--- Zu bearbeitende Aufgaben ---
1. Beantworte anhand des Dokumentauszugs zur Behandlung des Klägers diese Fragen:
(a) Seit welchem Datum ist der Kläger bei Dr. H. in Behandlung?
(b) Welche Störung wurde am 07.12.2020 neben der chronischen Schmerzstörung und der kombinierten Persönlichkeitsstörung diagnostiziert?
(c) An welchen beiden Terminen im Jahr 2021 wurde die depressive Störung weiterhin als mittelgradige Episode diagnostiziert?
2. Fasse bitte den Absatz des Dokumentauszugs, der mit „Die Psychiaterin Dr. H. vom" beginnt, als Stichpunktliste zusammen und behalte dabei die wesentlichen Angaben bei.

--- Dokumentauszug ---
⁂

Die Psychiaterin Dr. H. vom Universitätsklinikum Jena berichtet, der Kläger befinde sich seit dem 11.06.2019 bei ihr in Behandlung, also etwa seit der Zeit, die der Kläger mit dem Beginn der hier streitigen psychischen Symptomatik verbindet. Am 07.12.2020 wurde neben der chronischen Schmerzstörung und einer kombinierten Persönlichkeitsstörung eine depressive Störung als mittelgradige Episode diagnostiziert; der Kläger hatte dort weitgehend die gleichen Umstände und Beschwerden dargestellt wie beim Gutachter. Am 10.02.2021 und am 01.06.2021 war bei identischem Sachverhalt die depressive Störung weiterhin als mittelgradige Episode diagnostiziert worden. Am 31.05.2022 wurde eine rezidive depressive Störung mit gegenwärtig leichter Episode mit somatischen Symptomen diagnostiziert.

⁂

--- Erfasste Daten ---
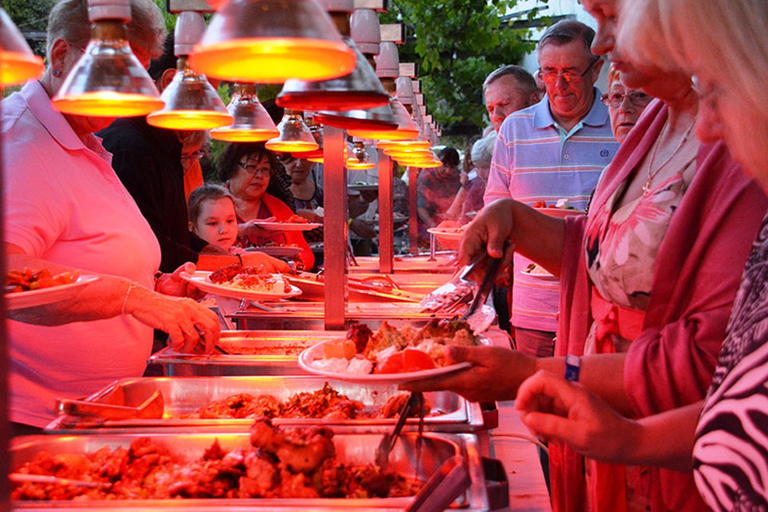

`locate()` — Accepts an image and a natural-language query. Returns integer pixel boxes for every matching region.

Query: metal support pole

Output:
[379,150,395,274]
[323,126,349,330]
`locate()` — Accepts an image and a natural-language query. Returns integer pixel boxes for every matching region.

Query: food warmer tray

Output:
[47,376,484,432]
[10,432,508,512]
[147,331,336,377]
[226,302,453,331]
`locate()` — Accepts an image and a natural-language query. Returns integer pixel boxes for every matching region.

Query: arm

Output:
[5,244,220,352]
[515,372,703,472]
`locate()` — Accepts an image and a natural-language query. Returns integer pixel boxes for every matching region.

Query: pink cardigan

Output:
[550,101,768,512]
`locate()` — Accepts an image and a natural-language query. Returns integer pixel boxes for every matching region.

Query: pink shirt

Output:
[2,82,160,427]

⁂

--- Lösungen im Einzelnen ---
1.
(a) Seit dem 11.06.2019.
(b) Eine depressive Störung als mittelgradige Episode.
(c) Am 10.02.2021 und am 01.06.2021.

2.
- Behandelnde Ärztin: Psychiaterin Dr. H., Universitätsklinikum Jena
- Behandlung seit 11.06.2019, etwa ab dem vom Kläger genannten Beginn der streitigen psychischen Symptomatik
- 07.12.2020: chronische Schmerzstörung, kombinierte Persönlichkeitsstörung, depressive Störung als mittelgradige Episode; Umstände und Beschwerden weitgehend wie beim Gutachter geschildert
- 10.02.2021 und 01.06.2021: bei identischem Sachverhalt weiterhin depressive Störung als mittelgradige Episode
- 31.05.2022: rezidive depressive Störung, gegenwärtig leichte Episode mit somatischen Symptomen